──────── Records to process
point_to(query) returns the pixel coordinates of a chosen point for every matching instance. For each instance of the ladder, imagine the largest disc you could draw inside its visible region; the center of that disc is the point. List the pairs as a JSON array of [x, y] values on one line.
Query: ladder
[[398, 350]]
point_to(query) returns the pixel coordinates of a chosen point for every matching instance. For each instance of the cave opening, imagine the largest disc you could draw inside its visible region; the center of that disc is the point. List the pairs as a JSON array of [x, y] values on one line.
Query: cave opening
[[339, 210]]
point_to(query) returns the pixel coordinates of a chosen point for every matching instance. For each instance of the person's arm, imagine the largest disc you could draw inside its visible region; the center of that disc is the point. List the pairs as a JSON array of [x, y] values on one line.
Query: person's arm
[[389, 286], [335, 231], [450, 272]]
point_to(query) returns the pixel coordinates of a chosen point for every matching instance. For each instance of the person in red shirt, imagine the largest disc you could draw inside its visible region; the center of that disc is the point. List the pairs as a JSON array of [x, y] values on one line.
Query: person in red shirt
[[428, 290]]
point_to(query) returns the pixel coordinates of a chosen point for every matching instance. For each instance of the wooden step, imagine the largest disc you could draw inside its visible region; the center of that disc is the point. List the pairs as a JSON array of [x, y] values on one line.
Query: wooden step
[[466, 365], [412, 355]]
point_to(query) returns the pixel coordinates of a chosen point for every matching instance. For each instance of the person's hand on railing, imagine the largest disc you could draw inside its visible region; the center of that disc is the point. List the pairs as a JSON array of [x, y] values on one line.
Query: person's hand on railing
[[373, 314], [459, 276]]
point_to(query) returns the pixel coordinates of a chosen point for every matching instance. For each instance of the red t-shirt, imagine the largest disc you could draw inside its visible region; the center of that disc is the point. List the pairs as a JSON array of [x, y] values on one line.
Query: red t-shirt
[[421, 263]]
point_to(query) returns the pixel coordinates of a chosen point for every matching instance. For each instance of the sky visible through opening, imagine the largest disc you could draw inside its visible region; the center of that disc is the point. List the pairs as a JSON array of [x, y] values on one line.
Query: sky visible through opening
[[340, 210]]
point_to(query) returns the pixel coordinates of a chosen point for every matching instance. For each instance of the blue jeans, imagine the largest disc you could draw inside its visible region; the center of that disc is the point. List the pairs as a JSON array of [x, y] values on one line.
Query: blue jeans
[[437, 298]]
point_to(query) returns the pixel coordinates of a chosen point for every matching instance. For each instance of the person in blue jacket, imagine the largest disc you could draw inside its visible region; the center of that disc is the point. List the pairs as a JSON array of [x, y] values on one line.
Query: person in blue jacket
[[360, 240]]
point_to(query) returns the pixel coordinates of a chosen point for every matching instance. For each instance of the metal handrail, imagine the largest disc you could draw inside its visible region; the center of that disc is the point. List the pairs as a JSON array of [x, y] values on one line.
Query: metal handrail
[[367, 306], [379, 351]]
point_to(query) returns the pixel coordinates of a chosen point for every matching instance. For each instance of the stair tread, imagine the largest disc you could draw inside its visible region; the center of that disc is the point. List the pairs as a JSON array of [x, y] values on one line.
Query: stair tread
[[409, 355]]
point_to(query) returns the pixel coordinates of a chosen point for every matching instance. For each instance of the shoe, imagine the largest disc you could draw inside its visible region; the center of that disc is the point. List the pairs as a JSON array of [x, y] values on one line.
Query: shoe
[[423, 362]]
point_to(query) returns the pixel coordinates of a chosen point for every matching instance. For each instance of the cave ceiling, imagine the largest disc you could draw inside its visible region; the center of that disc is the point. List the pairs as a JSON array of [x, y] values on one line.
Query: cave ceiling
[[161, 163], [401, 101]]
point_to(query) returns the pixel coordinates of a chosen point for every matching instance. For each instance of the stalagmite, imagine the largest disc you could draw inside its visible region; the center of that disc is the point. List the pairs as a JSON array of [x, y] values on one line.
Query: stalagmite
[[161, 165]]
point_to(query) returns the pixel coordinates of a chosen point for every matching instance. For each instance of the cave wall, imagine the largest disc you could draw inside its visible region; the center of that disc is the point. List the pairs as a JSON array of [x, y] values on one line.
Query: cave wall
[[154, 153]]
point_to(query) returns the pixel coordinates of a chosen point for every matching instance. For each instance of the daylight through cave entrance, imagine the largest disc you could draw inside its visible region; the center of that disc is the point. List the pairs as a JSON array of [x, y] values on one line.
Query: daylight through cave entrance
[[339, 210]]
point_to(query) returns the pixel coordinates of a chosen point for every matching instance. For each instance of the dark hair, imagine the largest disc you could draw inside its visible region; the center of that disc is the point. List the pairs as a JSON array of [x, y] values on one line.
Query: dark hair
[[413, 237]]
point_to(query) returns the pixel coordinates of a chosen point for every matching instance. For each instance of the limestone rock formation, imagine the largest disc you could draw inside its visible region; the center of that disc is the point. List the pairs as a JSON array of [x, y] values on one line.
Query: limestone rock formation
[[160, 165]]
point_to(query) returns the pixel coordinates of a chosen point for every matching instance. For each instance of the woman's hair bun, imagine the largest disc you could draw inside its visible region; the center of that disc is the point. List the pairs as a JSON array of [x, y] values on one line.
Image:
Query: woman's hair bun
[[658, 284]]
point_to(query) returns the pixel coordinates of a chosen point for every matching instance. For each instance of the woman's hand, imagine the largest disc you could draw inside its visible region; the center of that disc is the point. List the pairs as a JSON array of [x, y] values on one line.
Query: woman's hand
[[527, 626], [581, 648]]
────────────────
──────── Records to process
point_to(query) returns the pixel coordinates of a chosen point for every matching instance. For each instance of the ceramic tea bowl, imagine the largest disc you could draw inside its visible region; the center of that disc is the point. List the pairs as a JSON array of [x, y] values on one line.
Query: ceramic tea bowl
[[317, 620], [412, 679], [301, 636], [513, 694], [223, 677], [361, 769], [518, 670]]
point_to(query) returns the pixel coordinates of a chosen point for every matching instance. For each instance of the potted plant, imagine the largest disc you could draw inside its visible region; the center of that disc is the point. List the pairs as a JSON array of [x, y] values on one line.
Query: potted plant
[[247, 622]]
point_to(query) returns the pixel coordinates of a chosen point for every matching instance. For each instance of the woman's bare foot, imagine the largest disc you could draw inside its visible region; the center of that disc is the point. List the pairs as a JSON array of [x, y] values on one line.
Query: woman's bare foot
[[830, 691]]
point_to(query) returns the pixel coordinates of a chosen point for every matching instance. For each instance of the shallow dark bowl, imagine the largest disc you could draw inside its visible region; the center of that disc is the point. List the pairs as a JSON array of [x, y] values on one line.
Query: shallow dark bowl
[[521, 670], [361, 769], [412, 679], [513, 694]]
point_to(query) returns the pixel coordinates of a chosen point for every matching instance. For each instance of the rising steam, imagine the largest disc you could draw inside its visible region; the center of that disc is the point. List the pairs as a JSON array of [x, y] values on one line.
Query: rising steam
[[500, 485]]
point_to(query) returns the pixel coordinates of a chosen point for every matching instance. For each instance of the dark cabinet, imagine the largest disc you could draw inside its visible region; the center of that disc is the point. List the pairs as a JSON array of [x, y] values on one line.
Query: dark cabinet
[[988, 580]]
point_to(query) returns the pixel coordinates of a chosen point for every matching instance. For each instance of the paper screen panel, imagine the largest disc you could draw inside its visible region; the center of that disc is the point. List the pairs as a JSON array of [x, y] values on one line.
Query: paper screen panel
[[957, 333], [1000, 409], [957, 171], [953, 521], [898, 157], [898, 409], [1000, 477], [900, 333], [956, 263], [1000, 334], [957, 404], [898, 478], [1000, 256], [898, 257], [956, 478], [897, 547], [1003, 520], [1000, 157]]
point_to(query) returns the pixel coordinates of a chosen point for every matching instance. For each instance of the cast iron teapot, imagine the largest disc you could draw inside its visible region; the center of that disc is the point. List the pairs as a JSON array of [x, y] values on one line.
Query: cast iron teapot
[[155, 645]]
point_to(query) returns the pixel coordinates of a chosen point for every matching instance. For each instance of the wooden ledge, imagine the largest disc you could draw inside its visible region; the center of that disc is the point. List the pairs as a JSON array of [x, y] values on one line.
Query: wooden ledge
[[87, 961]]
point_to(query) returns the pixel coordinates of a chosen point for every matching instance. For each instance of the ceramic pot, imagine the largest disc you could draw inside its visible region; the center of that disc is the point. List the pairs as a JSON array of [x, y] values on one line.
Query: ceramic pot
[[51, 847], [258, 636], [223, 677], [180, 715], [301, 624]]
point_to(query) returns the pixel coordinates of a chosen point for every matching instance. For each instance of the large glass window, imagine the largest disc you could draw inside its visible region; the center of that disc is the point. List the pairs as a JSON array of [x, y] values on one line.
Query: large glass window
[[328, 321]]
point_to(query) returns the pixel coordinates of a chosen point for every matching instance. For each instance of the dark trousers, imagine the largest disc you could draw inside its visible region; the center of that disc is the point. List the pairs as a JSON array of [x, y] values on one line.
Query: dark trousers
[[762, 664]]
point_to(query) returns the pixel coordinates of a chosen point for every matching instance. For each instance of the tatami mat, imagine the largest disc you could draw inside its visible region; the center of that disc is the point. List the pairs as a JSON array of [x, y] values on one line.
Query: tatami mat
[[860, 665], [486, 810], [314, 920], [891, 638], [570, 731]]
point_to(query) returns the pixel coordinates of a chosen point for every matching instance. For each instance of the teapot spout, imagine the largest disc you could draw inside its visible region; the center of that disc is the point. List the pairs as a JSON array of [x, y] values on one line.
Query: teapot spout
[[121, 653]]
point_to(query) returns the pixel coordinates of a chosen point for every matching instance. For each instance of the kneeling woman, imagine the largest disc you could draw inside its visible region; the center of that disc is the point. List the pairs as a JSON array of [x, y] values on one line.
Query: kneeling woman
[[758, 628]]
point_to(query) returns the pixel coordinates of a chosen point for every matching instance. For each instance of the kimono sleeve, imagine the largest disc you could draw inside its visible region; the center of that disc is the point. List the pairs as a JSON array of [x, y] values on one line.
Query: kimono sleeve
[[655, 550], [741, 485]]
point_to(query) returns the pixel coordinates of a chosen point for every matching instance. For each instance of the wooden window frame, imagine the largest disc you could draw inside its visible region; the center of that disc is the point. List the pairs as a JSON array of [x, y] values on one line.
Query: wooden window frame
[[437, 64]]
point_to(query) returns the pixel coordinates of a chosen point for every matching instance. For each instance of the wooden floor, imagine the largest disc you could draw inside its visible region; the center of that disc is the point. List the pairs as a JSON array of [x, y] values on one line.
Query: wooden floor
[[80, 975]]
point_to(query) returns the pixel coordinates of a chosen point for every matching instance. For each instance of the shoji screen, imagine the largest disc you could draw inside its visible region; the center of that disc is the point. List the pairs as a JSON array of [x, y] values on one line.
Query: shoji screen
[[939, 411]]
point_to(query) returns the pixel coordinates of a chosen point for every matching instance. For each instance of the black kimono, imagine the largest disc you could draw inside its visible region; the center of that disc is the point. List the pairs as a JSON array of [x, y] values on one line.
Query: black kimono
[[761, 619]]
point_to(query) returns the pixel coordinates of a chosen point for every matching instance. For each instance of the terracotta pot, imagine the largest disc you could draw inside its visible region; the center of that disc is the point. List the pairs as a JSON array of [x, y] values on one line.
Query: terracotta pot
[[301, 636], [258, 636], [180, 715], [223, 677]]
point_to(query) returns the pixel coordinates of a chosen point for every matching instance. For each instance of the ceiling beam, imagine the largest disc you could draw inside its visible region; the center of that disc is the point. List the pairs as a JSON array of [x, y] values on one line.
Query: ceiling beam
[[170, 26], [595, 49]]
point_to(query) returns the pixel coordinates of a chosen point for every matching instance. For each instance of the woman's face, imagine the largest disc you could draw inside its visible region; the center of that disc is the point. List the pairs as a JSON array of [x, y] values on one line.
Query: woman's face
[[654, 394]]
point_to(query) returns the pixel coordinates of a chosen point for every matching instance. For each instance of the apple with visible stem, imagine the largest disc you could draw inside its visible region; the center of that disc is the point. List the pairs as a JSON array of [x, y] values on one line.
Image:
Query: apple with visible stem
────────────────
Task goal ▸
Express the stretch of lines above, from the line containing "the ladder, imagine" through the line containing "[[389, 286], [335, 231], [450, 272]]", as a JSON list of strings, one string per line, leaving out any blank lines.

Worked answer ▸
[
  "point_to(query) returns the pixel coordinates of a chosen point for every matching instance. For each instance of the ladder, imagine the largest disc you could draw inside its visible region; the center of that disc is the point. List the pairs as a JSON array of [x, y] values on one line.",
  "Query: ladder",
  "[[398, 350]]",
  "point_to(query) returns the pixel coordinates of a chosen point for every matching instance. For each instance of the cave opening, imagine the largest disc you could draw inside its visible region; the center of that disc is the point. List the pairs as a JSON array of [x, y] values on one line.",
  "Query: cave opening",
  "[[339, 210]]",
  "point_to(query) returns the pixel coordinates of a chosen point for every matching instance. For each instance of the person's arm, imagine the largest disc you could draw inside its visible region; the center of that disc is the point. List the pairs as a JSON array of [x, y] values on one line.",
  "Query: person's arm",
  "[[389, 286], [335, 231], [450, 272]]"
]